**Written problem**
Reproduce verbatim the lines of the data below, starting with the line containing "The query is: black boot" and continuing through the line containing "left=783, top=636, right=840, bottom=672", both of those lines included.

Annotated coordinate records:
• • •

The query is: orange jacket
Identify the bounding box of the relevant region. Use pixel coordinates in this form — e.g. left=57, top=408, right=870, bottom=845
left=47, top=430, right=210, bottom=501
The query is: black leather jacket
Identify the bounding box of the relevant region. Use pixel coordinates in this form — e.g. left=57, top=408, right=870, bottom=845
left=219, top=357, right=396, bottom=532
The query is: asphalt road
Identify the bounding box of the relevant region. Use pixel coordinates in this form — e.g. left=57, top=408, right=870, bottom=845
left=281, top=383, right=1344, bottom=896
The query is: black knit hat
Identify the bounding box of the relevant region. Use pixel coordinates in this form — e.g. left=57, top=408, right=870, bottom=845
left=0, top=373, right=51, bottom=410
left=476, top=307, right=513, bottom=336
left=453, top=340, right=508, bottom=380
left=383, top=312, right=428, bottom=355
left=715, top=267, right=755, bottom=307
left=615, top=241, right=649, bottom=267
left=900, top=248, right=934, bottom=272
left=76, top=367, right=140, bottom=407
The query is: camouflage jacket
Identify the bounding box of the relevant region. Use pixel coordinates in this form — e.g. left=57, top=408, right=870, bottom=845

• • •

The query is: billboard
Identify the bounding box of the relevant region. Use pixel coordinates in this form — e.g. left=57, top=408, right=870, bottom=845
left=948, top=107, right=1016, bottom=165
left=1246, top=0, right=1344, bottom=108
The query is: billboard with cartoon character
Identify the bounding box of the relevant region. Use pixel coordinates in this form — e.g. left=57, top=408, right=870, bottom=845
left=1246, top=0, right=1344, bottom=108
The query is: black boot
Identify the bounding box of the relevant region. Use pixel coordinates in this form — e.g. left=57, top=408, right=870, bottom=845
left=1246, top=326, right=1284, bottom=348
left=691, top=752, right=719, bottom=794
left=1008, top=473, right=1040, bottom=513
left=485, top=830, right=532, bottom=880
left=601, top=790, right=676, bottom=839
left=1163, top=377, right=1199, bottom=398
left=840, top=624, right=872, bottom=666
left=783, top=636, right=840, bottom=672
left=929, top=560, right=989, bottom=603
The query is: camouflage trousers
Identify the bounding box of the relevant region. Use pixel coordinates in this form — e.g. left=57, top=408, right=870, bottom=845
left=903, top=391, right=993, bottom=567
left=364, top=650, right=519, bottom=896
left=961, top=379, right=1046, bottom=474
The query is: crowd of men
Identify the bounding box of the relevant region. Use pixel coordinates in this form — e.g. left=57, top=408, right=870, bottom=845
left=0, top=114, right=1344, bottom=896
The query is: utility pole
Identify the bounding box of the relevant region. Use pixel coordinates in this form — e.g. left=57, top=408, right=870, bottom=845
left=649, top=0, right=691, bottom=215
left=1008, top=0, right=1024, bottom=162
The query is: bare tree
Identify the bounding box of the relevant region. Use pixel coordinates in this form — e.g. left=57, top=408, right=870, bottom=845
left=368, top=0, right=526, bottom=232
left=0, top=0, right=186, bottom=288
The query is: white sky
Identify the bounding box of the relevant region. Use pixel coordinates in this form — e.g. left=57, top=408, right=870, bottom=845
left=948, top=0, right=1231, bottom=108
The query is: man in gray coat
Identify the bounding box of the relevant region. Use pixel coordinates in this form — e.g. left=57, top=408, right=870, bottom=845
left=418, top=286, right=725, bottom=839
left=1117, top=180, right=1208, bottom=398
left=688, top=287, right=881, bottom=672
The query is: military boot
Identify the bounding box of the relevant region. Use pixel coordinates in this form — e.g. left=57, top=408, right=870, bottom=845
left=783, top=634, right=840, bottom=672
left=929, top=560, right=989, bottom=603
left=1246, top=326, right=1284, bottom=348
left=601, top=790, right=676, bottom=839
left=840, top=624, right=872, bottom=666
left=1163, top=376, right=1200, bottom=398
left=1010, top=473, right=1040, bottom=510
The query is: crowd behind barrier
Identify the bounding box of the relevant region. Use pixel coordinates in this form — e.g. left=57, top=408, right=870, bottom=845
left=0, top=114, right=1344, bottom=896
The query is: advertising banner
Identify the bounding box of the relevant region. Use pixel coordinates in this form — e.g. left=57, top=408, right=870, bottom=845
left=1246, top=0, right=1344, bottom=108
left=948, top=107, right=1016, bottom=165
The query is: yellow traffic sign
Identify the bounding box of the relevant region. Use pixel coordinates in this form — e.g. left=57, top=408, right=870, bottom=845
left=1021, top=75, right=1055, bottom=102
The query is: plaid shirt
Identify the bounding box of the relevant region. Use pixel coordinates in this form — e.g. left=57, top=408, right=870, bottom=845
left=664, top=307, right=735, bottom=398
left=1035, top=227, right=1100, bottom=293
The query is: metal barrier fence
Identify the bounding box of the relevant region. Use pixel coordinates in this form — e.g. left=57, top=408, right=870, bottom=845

• • •

**Answer to the exercise**
The query is: black boot
Identify the bounding box of the relevant region. Use pixel coordinates in this form — e.g. left=57, top=408, right=870, bottom=845
left=1246, top=326, right=1284, bottom=348
left=691, top=752, right=719, bottom=794
left=1008, top=473, right=1040, bottom=513
left=485, top=830, right=532, bottom=880
left=601, top=790, right=676, bottom=839
left=1163, top=377, right=1199, bottom=398
left=840, top=624, right=872, bottom=666
left=783, top=636, right=840, bottom=672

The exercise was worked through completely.